"""

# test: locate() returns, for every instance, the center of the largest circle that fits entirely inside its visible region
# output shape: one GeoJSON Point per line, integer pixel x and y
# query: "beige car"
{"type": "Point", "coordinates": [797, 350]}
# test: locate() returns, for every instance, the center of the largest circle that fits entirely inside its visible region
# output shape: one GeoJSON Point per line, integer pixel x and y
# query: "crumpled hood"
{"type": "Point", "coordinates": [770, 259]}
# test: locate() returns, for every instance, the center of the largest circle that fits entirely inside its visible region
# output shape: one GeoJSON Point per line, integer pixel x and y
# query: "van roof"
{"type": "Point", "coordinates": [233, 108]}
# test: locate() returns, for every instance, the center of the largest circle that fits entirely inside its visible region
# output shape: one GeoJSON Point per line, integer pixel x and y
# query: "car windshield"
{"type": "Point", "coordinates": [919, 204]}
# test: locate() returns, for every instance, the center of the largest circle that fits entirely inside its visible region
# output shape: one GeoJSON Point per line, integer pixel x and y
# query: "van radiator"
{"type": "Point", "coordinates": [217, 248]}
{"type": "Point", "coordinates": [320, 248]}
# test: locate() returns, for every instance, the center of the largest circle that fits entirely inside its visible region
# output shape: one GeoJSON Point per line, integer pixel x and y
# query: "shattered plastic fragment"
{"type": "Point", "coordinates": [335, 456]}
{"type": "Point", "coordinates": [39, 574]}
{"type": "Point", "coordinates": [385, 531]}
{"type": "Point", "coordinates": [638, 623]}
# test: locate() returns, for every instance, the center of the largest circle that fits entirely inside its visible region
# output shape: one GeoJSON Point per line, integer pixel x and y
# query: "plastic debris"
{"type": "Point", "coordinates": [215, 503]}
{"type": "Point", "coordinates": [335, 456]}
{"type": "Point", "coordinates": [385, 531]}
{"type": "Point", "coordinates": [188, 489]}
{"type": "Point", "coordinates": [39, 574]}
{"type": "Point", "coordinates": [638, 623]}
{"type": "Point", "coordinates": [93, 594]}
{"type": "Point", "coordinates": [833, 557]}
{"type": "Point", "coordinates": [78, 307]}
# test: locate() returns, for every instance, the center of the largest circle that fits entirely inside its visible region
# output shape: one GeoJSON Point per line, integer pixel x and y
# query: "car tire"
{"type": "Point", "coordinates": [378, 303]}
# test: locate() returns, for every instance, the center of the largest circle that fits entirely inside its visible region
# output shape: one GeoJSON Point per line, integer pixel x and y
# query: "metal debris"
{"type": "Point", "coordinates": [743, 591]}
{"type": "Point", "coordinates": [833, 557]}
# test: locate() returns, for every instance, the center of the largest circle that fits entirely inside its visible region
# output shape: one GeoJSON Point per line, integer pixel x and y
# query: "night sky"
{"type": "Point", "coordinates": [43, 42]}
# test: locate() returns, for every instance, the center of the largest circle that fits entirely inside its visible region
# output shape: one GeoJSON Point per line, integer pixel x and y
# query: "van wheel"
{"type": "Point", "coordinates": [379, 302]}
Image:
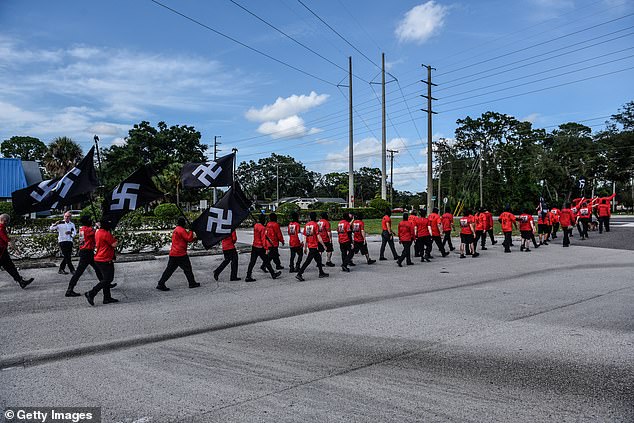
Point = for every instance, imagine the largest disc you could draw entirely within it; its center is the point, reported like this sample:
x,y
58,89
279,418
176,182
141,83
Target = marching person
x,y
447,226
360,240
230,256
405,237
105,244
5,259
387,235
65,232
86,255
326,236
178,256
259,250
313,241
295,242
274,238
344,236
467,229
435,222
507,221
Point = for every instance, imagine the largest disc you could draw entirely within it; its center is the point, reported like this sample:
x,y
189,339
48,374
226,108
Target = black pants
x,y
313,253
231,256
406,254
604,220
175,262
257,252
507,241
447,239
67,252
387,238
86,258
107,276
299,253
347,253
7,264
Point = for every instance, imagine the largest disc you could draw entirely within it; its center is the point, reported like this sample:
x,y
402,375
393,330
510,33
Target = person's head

"""
"""

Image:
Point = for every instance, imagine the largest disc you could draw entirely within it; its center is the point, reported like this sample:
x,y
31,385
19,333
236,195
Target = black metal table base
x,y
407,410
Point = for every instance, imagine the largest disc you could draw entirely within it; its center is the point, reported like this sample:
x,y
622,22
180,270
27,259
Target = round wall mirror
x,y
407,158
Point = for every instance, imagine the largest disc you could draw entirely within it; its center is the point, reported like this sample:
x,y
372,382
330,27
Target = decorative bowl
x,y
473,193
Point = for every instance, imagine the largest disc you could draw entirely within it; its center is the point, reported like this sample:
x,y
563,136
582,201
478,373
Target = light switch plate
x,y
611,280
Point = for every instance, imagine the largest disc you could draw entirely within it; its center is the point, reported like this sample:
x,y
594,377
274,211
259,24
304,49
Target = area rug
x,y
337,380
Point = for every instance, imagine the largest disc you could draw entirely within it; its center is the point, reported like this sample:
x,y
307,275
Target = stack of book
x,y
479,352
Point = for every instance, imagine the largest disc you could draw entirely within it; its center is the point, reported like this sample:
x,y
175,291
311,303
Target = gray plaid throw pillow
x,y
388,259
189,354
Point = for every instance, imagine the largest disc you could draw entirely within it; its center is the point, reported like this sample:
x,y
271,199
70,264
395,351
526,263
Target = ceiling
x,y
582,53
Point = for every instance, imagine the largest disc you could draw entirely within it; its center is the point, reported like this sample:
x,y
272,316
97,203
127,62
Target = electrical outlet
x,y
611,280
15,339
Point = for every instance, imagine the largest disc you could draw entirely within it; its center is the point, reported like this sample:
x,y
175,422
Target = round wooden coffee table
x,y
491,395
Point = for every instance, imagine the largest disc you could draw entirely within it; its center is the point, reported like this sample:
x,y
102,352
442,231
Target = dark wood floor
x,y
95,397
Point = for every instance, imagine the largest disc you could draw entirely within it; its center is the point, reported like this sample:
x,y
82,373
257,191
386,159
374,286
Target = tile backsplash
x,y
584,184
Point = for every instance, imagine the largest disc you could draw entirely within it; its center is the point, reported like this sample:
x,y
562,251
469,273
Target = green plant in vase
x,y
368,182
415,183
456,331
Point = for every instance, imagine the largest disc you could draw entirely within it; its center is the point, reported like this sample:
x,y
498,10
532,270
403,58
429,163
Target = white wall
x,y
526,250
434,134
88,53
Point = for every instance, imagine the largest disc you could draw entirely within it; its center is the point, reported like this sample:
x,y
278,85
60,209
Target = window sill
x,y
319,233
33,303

"""

OBJECTIVE: Gather each line in the rows above that contains the string "query" and copy those lines out in full.

THE RESULT:
# query: "beige car"
# query: "crumpled hood"
# query: "van roof"
# query: "car windshield"
# query: "van radiator"
# query: "shattered plastic fragment"
# query: "plastic debris"
# query: "car tire"
# query: "metal debris"
# query: "night sky"
# query: "van wheel"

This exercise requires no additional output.